- Length: 10.2 miles (16.4 km)
- Location: North Limestone County, Alabama, USA
- Designation: National Recreation Trail in 2010
- Trailheads: North: Veto Rd. TN state line South: Piney Chapel Rd.
- Use: Bicycles, pedestrian, horseback
- Highest point: 831 feet (253 m)
- Lowest point: 662 feet (202 m)
- Difficulty: Easy
- Season: All year
- Sights: Battle of Sulphur Creek Trestle, Town of Elkmont
- Surface: Crushed rock
- Right of way: Seaboard System Railroad
- Website: Rails to Trails State line Athens North and south trailheads in Alabama

= Richard Martin Trail =

Multi-use rail trail in Limestone County, Alabama

The Richard Martin Trail or the Richard Martin Rails-to-Trail is a multi-use rail trail open to hikers, walkers, runners, and bicycle and horseback riders in Limestone County, Alabama built on an abandoned rail corridor as part of the Rails-to-Trails Conservancy. The 10.2-mile trail winds through wetlands, the Civil War site Battle of Sulphur Creek Trestle and downtown Elkmont, Alabama. It was named in honor of Richard Martin, local citizen and trail supporter, who led the effort to build the trail for 25 years.
━━━━━━━━━━
Can you sum up the trail article in two sentences? You won't need the rows that follow.
━━━━━━━━━━
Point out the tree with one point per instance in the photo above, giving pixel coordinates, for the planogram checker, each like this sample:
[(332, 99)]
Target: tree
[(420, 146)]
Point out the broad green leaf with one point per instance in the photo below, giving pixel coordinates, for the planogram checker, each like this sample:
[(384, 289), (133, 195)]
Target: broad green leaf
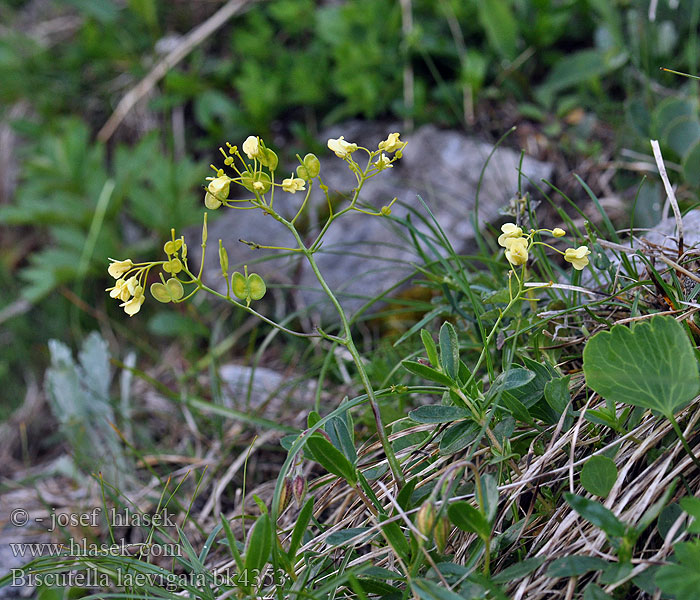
[(597, 514), (593, 592), (468, 518), (458, 437), (575, 565), (330, 458), (427, 372), (340, 538), (651, 365), (437, 413), (449, 350), (599, 475)]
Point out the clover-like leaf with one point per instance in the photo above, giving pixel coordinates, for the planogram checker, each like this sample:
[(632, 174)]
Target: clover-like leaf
[(248, 287), (170, 291), (651, 365)]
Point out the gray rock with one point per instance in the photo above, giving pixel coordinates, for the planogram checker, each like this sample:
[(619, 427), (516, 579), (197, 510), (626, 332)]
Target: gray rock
[(362, 256)]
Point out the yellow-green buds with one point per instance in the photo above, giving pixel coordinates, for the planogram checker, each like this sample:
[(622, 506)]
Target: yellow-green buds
[(392, 143), (219, 187), (383, 162), (251, 147), (578, 257), (223, 259), (431, 526), (259, 181), (119, 267), (516, 251), (293, 185), (120, 290), (211, 202), (247, 287), (510, 230), (341, 148), (168, 291), (132, 306)]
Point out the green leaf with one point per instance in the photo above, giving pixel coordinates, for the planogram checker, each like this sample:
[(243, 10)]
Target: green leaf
[(396, 538), (330, 458), (259, 545), (691, 505), (468, 518), (427, 372), (458, 437), (597, 514), (437, 413), (651, 365), (449, 350), (340, 538), (430, 347), (599, 475), (593, 592), (682, 579), (300, 528), (575, 565)]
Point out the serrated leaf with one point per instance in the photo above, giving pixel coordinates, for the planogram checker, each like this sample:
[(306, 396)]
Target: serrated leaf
[(599, 475), (651, 365), (437, 413)]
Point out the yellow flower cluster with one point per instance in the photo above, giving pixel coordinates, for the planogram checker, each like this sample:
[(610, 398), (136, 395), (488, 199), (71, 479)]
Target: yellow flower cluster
[(517, 246), (128, 289)]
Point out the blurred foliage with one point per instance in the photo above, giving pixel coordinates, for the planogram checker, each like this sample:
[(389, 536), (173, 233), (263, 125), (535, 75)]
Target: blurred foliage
[(290, 67)]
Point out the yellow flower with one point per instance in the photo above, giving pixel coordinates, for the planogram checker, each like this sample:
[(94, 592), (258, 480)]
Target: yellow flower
[(383, 162), (219, 187), (392, 143), (120, 290), (251, 147), (211, 202), (341, 148), (119, 267), (578, 257), (510, 231), (134, 305), (516, 251), (293, 185)]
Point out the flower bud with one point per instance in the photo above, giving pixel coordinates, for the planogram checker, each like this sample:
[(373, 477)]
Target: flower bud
[(223, 259), (425, 518), (285, 495), (299, 486), (312, 165)]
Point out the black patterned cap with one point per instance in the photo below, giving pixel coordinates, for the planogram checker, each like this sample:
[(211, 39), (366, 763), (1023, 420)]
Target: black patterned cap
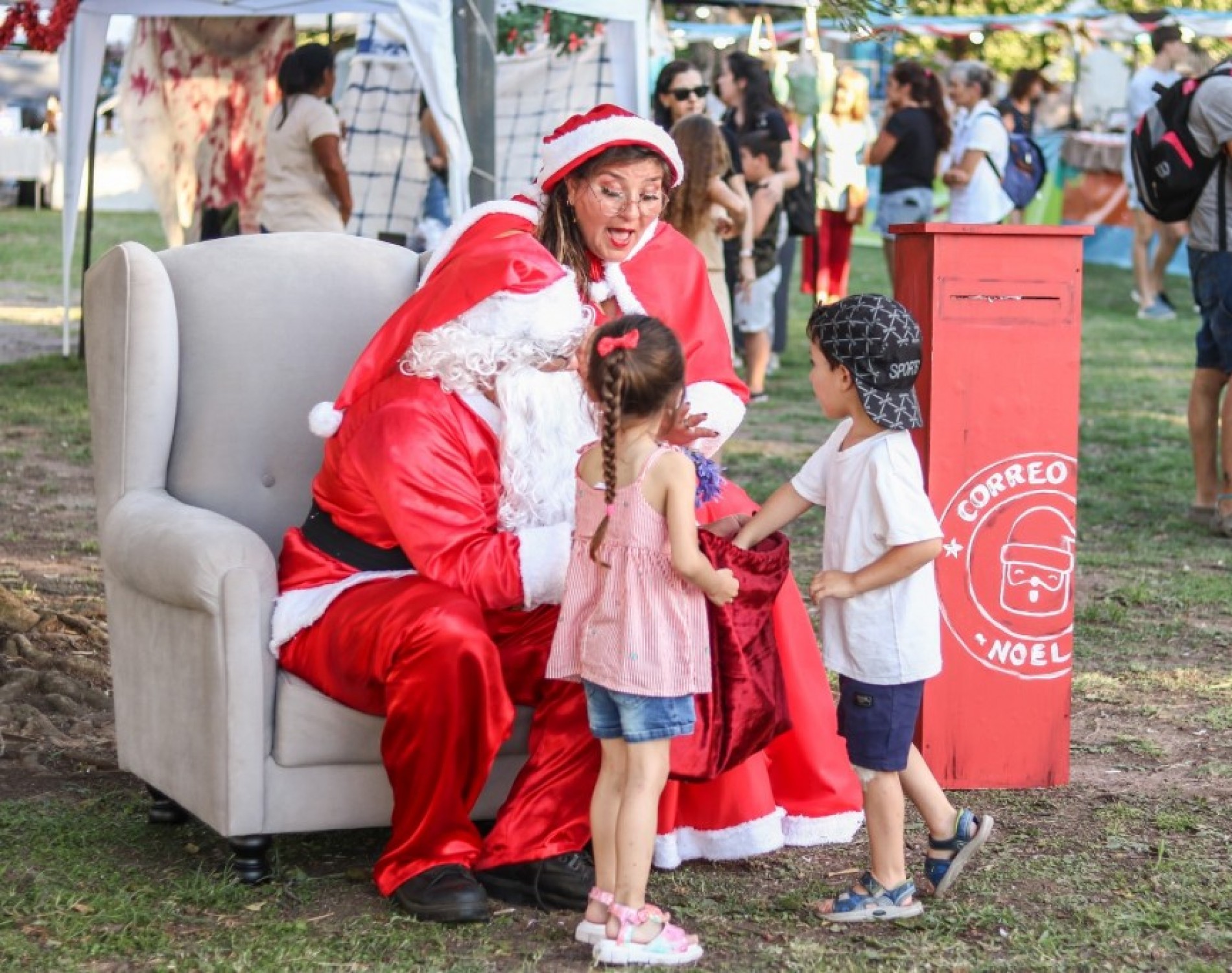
━━━━━━━━━━
**Complete output**
The Richard Martin Trail is a 10.2-mile multi-use rail trail in Limestone County, Alabama, built on an abandoned rail corridor and open to hikers, walkers, runners, and bicycle and horseback riders. It winds through wetlands, the Battle of Sulphur Creek Trestle Civil War site and downtown Elkmont, and it is named for Richard Martin, a local citizen who led the effort to build it for 25 years.